What is expected –
Reproduce, character for character, everything in the records from the line containing "draw the outline of the tree" down to the line containing "59 137 L 72", with both of those lines included.

Materials provided –
** BEGIN **

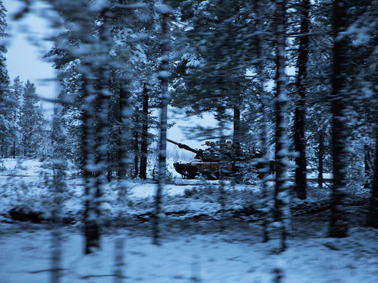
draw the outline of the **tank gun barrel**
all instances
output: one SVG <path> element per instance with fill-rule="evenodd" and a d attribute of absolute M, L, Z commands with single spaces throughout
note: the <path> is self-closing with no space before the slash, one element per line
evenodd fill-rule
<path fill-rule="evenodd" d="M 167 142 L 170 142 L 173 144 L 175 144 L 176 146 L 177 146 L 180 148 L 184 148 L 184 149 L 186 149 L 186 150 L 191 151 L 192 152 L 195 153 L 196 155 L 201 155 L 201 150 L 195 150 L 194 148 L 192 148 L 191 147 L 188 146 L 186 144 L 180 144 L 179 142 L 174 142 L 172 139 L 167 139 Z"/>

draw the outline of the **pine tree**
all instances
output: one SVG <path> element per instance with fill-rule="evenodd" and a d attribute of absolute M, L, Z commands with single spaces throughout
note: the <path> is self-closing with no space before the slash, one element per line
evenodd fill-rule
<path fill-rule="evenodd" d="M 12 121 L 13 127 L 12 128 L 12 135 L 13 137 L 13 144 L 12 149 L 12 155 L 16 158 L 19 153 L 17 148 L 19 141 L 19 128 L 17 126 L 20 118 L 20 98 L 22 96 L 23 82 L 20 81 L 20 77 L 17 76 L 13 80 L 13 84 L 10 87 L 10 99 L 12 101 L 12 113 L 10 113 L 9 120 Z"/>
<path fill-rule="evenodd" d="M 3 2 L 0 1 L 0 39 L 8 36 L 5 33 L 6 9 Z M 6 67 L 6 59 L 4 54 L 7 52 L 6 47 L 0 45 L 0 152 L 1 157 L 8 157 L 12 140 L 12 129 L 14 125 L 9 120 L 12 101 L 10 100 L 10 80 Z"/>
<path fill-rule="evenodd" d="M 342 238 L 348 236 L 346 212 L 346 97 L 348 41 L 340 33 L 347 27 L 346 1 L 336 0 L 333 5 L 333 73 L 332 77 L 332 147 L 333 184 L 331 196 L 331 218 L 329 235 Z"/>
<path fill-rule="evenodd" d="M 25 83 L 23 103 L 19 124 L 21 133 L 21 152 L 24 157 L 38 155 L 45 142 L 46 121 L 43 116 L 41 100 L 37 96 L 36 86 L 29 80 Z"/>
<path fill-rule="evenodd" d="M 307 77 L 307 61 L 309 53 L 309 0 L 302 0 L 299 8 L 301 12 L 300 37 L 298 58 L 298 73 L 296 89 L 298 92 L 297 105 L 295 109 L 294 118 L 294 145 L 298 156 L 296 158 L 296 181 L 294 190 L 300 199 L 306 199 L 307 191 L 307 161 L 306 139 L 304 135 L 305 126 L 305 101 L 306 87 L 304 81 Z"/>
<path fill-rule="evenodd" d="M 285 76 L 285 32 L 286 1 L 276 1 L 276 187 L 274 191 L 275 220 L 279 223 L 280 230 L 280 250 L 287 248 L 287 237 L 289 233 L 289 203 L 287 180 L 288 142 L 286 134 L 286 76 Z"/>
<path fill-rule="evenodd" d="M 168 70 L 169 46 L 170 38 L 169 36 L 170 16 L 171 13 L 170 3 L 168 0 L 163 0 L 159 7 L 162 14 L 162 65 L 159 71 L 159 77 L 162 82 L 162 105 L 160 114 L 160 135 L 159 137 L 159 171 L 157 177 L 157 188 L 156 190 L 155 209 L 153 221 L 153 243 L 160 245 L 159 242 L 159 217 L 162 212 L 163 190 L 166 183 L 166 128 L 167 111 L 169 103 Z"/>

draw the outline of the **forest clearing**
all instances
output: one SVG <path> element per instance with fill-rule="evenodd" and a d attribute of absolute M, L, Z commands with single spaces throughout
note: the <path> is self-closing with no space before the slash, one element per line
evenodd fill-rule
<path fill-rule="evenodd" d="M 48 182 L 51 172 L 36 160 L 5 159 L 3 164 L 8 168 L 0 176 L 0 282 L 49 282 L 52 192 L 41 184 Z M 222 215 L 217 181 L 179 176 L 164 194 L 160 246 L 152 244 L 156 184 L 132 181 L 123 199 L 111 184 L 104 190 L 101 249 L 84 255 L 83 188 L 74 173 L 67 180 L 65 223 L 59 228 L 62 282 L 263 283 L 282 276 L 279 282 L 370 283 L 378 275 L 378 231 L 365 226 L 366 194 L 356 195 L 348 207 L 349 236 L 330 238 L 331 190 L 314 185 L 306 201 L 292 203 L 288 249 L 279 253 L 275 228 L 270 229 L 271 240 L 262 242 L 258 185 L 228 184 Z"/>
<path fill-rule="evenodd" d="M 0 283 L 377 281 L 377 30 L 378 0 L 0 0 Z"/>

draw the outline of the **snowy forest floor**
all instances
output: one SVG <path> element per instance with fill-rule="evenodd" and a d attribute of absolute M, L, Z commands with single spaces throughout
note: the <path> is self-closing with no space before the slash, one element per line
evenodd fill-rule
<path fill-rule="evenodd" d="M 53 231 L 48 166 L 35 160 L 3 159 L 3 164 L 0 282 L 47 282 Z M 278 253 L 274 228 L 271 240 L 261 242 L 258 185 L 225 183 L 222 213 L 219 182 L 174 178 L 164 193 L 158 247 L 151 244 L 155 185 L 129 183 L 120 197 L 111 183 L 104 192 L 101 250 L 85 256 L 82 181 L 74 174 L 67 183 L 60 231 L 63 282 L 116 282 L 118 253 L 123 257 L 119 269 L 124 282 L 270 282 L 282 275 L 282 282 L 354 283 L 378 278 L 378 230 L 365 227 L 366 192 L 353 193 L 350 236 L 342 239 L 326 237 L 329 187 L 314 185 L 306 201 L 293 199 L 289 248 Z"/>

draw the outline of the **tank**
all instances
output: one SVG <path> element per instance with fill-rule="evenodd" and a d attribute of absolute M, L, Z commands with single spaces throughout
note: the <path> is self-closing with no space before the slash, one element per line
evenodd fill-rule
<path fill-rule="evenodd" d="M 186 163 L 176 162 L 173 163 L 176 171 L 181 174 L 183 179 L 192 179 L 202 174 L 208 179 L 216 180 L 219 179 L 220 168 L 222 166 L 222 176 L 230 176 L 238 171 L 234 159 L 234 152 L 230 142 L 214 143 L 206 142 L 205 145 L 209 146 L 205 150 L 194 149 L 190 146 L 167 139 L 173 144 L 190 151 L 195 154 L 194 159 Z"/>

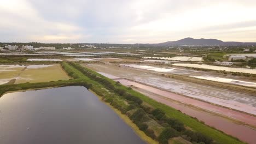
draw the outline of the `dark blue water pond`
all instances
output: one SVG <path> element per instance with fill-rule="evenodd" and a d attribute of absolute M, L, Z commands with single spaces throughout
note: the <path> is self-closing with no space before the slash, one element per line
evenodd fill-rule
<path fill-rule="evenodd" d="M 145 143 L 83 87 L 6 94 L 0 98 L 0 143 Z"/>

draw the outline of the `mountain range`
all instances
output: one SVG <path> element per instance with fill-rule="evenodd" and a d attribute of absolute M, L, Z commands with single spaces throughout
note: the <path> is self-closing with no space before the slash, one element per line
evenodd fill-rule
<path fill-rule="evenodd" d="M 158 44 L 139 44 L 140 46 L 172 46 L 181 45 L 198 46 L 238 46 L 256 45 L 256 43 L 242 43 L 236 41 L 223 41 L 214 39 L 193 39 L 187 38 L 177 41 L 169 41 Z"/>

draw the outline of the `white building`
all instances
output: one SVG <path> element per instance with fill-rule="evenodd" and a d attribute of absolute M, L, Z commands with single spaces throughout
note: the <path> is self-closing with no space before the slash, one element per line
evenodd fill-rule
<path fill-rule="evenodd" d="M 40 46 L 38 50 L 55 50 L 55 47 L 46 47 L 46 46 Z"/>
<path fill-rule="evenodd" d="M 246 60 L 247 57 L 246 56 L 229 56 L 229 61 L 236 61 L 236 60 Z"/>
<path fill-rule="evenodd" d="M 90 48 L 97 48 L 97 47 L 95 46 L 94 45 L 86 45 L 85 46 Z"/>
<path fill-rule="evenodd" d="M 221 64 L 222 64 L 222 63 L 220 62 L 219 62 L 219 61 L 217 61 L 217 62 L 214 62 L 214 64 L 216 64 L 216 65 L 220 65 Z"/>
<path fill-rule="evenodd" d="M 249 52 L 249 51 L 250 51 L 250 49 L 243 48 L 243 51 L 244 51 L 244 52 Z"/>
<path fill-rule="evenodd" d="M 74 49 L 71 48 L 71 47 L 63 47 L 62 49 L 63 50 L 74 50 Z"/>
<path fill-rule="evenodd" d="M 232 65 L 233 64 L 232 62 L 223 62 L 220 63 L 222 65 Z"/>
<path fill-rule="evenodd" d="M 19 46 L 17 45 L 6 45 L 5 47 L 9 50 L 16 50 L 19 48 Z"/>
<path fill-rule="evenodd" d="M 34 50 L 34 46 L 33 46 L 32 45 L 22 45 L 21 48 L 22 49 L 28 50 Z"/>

** END **
** BEGIN **

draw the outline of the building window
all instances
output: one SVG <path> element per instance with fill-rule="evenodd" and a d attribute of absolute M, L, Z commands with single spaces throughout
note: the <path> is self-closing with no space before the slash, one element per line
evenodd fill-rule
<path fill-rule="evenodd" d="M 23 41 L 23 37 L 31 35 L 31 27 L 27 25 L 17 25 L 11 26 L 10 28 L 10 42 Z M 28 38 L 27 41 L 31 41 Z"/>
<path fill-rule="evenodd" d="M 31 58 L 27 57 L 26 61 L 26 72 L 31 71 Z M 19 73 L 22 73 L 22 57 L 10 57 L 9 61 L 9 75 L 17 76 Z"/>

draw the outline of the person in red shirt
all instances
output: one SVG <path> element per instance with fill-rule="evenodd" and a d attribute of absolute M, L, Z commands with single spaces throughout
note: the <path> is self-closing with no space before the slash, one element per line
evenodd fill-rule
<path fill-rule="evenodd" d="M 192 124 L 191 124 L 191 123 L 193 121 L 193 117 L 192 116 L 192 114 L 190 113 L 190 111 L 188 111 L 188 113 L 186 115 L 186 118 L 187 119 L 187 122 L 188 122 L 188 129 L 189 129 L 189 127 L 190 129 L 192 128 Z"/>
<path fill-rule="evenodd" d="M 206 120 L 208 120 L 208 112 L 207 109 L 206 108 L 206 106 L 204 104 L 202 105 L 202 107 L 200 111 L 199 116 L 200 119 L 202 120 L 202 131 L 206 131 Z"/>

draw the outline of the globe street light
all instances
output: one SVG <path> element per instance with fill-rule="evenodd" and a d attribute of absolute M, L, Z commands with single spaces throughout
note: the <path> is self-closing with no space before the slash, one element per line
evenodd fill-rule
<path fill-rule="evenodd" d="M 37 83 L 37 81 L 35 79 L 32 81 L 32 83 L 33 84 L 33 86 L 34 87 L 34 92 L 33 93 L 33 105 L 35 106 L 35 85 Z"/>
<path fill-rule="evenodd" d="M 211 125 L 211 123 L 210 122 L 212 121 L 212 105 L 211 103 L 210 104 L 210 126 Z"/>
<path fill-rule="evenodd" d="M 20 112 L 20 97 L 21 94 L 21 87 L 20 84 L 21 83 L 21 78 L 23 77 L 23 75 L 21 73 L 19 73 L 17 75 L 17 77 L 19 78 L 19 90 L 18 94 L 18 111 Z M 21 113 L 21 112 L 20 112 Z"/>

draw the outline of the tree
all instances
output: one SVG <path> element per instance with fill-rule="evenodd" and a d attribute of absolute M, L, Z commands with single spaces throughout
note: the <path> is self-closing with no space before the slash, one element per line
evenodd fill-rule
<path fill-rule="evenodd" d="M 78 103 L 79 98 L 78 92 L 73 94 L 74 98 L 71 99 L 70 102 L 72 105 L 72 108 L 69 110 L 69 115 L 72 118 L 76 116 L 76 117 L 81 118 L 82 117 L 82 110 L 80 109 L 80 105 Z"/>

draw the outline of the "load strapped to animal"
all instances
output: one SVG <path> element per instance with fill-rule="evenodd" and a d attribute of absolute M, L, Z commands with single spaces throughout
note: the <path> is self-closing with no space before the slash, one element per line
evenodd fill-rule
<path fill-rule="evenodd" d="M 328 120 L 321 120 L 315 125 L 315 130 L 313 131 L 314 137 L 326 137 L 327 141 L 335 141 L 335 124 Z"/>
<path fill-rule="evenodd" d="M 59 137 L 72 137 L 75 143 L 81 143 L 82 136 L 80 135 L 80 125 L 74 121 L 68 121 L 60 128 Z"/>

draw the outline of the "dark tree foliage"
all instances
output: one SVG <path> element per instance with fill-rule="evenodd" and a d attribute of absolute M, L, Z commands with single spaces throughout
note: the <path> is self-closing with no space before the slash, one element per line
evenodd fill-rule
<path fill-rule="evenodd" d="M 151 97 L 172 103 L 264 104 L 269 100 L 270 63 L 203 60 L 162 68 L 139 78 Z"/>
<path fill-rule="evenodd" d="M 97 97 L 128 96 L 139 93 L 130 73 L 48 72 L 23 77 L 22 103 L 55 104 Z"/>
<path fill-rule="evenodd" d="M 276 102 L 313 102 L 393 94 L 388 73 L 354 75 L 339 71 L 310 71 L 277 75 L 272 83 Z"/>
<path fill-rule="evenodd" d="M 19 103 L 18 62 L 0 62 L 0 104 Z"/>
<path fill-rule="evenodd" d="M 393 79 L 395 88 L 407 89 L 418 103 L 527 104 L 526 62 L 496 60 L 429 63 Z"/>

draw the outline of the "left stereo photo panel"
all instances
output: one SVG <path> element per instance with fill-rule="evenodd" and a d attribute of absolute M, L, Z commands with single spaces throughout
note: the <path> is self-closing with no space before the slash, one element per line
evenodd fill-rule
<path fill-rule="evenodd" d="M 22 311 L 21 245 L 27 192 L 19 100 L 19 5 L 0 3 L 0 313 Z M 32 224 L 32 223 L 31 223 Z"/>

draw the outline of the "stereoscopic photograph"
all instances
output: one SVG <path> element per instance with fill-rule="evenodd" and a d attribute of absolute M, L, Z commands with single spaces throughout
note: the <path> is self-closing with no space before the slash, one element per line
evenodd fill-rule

** END **

Exercise solution –
draw the outline of the tree
all instances
output: one SVG <path> element per instance with fill-rule="evenodd" and a d attribute of absolute M, L, Z commands with single spaces throughout
note: the <path> is self-closing with no space before the slash, one element per line
evenodd fill-rule
<path fill-rule="evenodd" d="M 78 103 L 79 98 L 78 92 L 73 94 L 74 98 L 71 99 L 70 102 L 72 105 L 72 108 L 69 110 L 69 115 L 72 118 L 76 116 L 76 117 L 81 118 L 82 117 L 82 110 L 80 109 L 80 105 Z"/>

draw the outline of the "load strapped to animal"
all instances
output: one SVG <path> element per instance with fill-rule="evenodd" and a d attribute of absolute M, L, Z commands with single spaces throughout
note: the <path> is self-closing with no space before the slash, one element per line
evenodd fill-rule
<path fill-rule="evenodd" d="M 328 120 L 321 120 L 315 125 L 315 130 L 313 131 L 314 137 L 326 137 L 327 141 L 335 141 L 335 124 Z"/>
<path fill-rule="evenodd" d="M 59 137 L 72 137 L 75 143 L 81 143 L 82 136 L 80 135 L 80 125 L 74 121 L 68 121 L 60 128 Z"/>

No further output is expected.